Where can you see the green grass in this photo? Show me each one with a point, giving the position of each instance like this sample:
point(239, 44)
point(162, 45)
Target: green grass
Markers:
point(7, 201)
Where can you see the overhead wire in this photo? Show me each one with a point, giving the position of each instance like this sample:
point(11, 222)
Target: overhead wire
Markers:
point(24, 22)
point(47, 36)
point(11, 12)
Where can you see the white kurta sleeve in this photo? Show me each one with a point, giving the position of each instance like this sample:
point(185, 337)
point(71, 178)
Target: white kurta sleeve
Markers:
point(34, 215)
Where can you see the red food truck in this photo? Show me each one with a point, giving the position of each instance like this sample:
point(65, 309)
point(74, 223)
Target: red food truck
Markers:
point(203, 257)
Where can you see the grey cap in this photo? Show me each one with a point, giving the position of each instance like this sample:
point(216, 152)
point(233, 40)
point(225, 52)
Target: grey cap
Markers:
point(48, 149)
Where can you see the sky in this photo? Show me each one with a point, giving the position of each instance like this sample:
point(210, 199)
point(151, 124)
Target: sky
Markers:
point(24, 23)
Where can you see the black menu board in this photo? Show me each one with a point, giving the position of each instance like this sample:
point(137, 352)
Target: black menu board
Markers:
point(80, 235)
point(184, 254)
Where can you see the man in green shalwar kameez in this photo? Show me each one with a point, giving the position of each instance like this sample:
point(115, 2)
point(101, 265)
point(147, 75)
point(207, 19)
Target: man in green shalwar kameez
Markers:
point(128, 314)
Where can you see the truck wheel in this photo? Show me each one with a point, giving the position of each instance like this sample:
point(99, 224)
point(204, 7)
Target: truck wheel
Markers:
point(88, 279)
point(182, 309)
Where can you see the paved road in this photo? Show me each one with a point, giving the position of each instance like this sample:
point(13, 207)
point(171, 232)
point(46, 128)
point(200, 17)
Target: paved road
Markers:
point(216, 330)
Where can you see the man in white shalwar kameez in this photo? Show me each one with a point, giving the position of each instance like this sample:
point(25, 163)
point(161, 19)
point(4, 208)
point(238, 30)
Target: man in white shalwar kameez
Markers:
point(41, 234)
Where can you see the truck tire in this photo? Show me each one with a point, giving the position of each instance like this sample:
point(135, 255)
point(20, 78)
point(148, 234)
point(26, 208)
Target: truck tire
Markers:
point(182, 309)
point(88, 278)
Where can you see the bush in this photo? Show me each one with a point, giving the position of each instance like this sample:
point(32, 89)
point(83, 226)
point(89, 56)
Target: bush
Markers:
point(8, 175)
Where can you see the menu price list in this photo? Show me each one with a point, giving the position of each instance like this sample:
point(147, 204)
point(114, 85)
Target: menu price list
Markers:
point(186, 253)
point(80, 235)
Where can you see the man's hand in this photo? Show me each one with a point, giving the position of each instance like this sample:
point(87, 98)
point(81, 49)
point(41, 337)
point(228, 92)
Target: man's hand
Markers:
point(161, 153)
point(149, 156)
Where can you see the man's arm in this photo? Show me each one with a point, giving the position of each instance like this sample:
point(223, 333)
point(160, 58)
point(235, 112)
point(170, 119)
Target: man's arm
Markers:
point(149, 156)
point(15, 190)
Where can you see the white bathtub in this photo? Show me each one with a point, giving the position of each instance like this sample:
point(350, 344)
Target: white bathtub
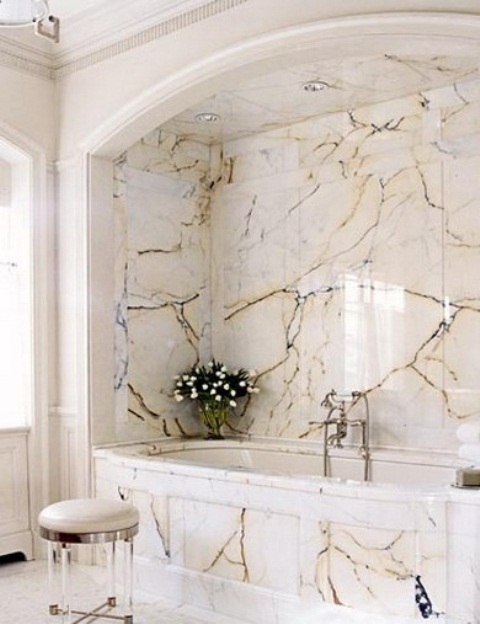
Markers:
point(250, 529)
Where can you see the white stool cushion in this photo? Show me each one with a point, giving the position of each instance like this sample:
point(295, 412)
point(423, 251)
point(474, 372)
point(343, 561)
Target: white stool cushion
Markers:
point(88, 515)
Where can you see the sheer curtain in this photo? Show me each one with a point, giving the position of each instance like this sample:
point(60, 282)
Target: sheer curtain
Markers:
point(14, 388)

----

Rewrite the material from the line containing "Where can you see the overhead" down through the line containing "point(11, 12)", keeping every line. Shift each coordinate listed under Markers by adding -61 to it.

Where can you see the overhead wire in this photo? Show me each one with a point, giving the position of each instance like this sample:
point(11, 222)
Target: overhead wire
Markers:
point(-37, -39)
point(-14, -25)
point(-50, -49)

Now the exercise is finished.